• [SET PROBLEM]:
Reproduce the data in its entirety, exactly as supplied.

╭─ EXTRACTED MATERIAL

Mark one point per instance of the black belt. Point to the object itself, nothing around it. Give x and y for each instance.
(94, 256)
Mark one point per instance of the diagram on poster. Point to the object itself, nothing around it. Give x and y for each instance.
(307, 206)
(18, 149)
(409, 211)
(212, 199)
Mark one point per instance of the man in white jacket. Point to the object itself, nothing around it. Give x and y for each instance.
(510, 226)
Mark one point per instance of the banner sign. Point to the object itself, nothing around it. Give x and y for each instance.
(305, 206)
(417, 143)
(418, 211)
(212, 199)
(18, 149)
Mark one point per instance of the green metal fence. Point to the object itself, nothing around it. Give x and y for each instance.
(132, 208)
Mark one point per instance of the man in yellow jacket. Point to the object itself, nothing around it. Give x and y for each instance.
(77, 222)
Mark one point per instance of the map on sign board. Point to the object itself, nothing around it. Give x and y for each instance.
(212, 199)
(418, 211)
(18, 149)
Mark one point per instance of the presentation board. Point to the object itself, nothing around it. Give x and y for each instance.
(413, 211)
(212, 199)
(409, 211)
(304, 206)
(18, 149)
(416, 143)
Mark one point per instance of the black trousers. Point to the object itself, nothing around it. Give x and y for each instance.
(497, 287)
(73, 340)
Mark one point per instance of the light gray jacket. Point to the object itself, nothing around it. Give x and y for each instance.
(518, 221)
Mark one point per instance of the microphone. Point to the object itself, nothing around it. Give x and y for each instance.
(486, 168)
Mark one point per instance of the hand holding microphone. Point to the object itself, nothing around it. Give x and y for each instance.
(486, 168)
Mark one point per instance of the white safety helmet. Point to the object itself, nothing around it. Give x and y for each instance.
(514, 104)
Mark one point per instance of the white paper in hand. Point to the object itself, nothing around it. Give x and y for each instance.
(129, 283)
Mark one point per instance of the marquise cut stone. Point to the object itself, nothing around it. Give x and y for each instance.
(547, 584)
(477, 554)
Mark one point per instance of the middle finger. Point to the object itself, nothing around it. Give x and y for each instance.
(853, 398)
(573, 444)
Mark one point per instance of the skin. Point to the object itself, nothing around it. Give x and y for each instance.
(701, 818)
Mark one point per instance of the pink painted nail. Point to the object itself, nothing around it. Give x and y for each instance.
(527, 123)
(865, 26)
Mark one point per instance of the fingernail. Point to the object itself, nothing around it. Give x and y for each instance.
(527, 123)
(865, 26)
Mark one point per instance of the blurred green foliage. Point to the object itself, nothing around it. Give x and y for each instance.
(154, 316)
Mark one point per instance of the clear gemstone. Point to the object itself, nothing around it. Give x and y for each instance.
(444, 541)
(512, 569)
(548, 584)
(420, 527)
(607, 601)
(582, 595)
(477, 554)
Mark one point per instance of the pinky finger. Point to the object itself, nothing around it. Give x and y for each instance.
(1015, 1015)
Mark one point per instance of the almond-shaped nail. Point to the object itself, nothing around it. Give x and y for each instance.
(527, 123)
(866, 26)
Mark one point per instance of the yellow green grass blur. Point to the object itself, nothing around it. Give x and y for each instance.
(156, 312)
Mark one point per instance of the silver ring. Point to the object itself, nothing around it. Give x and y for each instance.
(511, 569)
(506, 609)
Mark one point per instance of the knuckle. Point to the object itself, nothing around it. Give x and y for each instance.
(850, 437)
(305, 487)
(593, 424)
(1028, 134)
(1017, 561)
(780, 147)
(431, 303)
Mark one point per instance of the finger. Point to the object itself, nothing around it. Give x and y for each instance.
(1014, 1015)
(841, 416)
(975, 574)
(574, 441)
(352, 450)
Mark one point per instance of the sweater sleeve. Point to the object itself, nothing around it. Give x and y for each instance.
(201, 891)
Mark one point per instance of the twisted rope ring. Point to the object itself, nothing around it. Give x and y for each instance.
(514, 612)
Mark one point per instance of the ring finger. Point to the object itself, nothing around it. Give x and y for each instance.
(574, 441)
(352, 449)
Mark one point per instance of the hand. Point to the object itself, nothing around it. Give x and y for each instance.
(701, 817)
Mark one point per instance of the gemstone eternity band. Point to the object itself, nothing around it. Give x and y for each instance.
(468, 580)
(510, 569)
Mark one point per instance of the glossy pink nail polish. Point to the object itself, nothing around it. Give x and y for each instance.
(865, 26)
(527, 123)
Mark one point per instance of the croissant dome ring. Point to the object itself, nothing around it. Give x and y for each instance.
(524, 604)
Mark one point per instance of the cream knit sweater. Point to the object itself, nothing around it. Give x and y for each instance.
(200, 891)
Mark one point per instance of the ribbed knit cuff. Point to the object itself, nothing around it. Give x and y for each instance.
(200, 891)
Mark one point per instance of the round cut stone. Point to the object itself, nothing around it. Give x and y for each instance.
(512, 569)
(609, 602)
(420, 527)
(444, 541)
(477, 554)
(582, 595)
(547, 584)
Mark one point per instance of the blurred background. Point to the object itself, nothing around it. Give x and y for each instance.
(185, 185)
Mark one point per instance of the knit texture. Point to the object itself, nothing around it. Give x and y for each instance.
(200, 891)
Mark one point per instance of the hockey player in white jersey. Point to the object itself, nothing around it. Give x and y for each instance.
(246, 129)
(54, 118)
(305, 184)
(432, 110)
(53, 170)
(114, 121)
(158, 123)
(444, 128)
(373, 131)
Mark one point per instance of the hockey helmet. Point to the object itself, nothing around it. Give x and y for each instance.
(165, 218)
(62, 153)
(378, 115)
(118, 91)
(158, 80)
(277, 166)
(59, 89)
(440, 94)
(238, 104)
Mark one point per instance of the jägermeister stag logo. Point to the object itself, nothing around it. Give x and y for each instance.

╰─

• [ANSWER FOR THIS EXERCISE]:
Mark one point per instance of the black belt. Point to the object itself, nothing around it. Give x and y for each instance.
(94, 256)
Mark one point per instance of the diagram on poster. Point to the object itself, nothing around it. Give x and y for each instance.
(307, 206)
(18, 149)
(409, 211)
(212, 199)
Mark one point per instance of the man in white jacket. Point to the object itself, nothing around it. Give x and y for each instance.
(510, 226)
Mark one point per instance of the banner sign. Point to the object itself, nothing around it. Give x and y for each instance.
(305, 206)
(417, 143)
(418, 211)
(212, 199)
(18, 149)
Mark one point per instance of the green metal fence. Point to the object itself, nothing around it. Give x and y for each instance.
(132, 208)
Mark one point per instance of the man in yellow jacket. Point to the object itself, nothing around it. Give x and y for each instance.
(77, 222)
Mark one point per instance of the map on sign board. Point to the object itself, nothing around it. Give x and y for each instance.
(212, 199)
(418, 211)
(18, 149)
Mark one point per instance of the presentation board. Point to the object itself, nothing around it. Give x and y for each instance.
(413, 211)
(212, 199)
(409, 211)
(304, 206)
(18, 149)
(416, 143)
Mark one point per instance of the black trousers. Point to the object itself, nothing around it. Give x and y for each instance.
(497, 287)
(73, 340)
Mark one point per instance of the light gray jacket. Point to the object itself, nothing around it. Give x and y for each instance.
(518, 221)
Mark one point per instance of the microphone. Point to the object itself, nothing around it. Give x and y for each instance.
(486, 168)
Mark one point per instance of the hand holding microphone. Point to the object itself, nothing around it. Give x and y for each instance.
(486, 168)
Mark one point per instance of the white safety helmet. Point to the object itself, nothing around it. Give x and y for each instance.
(514, 104)
Mark one point per instance of the white paper in hand. Point to the object itself, nothing around it. Give x and y for each instance.
(129, 283)
Mark one point per instance of the marquise cut stone. Point to the object itself, nothing around it. Give x and y for each instance.
(547, 584)
(477, 554)
Mark one point per instance of the middle finger. Point to the object itself, nothing around it. Give x and y for each instance.
(853, 398)
(573, 444)
Mark one point per instance of the skin. Point to the object itself, nothing around it. Give x and y for each instance.
(701, 818)
Mark one point per instance of the pink painted nail. Point to the object itself, nothing around it. Give x and y for each instance.
(527, 123)
(865, 26)
Mark one point per instance of the fingernail. Point to the object itself, nothing around it. Give x and y for each instance.
(527, 123)
(865, 26)
Mark one point per instance of the blurred green foliage. Point to the object itself, nothing around it. Give x and y for each instance.
(154, 316)
Mark one point per instance of the clear gemstone. Point to the object itself, nothing around it. Give x and y for each instance.
(444, 541)
(512, 569)
(548, 584)
(420, 527)
(607, 601)
(582, 595)
(477, 554)
Mark one point per instance of the pinky finger. Point to the object itself, nothing around it. Give x and y for each instance.
(1015, 1015)
Mark one point per instance of the almond-shaped nail. Point to the object itself, nothing around it. Give x and y for each instance.
(527, 123)
(866, 26)
Mark one point per instance of the yellow green grass blur. Point to the object itself, nothing around it. Give x and y for each instance.
(156, 312)
Mark one point per instance of the silver ring. Point to the object itself, nothing around it. Give x and y for each instance.
(511, 569)
(506, 609)
Mark one point per instance of the knuckle. Point to the object itself, nothing around it. Give x and y for each instance.
(850, 437)
(305, 487)
(593, 424)
(1028, 134)
(1017, 561)
(780, 147)
(431, 303)
Mark one point per instance of the finger. Point to the object itself, nothing around it. Give x and y for each instance.
(1014, 1015)
(841, 416)
(975, 574)
(574, 441)
(352, 450)
Mark one point per instance of the sweater sleeve. Point to the object itself, nothing around it. Give x and y for each instance.
(201, 891)
Mark one point per instance of the twisted rope ring. Point to the object itself, nothing around it. Give x and y for each instance.
(514, 612)
Mark one point per instance of the ring finger. Point to the object itself, nothing around it. Give x and y for each instance.
(574, 441)
(352, 449)
Mark one point per instance of the hand. Point to the object itself, nothing around it. Give x and y for each instance.
(701, 817)
Mark one point per instance of the gemstone eternity band. Point to the object itself, nothing around it. Give x and y for each instance.
(468, 580)
(510, 569)
Mark one point per instance of the glossy pink nail polish. Point to the object itself, nothing around it. Give x and y for each instance.
(865, 26)
(527, 123)
Mark one point per instance of the croissant dome ring. Point to the object itself, nothing around it. Give x and y for each instance.
(524, 604)
Mark one point per instance of the cream knit sweater. Point to the object itself, nothing around it. Give x and y for each instance.
(200, 891)
Mark one point per instance of the ribbed knit cuff. Point to the object itself, nothing around it. Give x and y for each instance.
(200, 891)
Mark one point per instance of the round cut stone. Point to the object itself, nothing around it. Give x and y for each instance.
(512, 569)
(609, 602)
(420, 527)
(444, 541)
(477, 554)
(582, 595)
(547, 584)
Mark one point per instance of the blurred background. Point to the object itself, nothing around it. Give x and y for each instance.
(185, 185)
Mark one point per instance of the knit texture. Point to the object itself, nothing around it. Give x and y for each instance.
(200, 891)
Mark one point per instance of the hockey player in white jersey. Point to the object itself, nothing around it. Give x and y for each instance.
(246, 129)
(54, 118)
(305, 184)
(432, 110)
(53, 170)
(114, 121)
(158, 123)
(444, 128)
(373, 131)
Mark one point per instance of the hockey helmet. Point to the object itself, nothing around it. Give x and y for each instance.
(165, 218)
(62, 153)
(378, 115)
(118, 91)
(158, 80)
(277, 166)
(59, 89)
(440, 94)
(238, 104)
Mark one point per instance of the jägermeister stag logo. Point to the object itself, nothing around it. Give x and y for each instance.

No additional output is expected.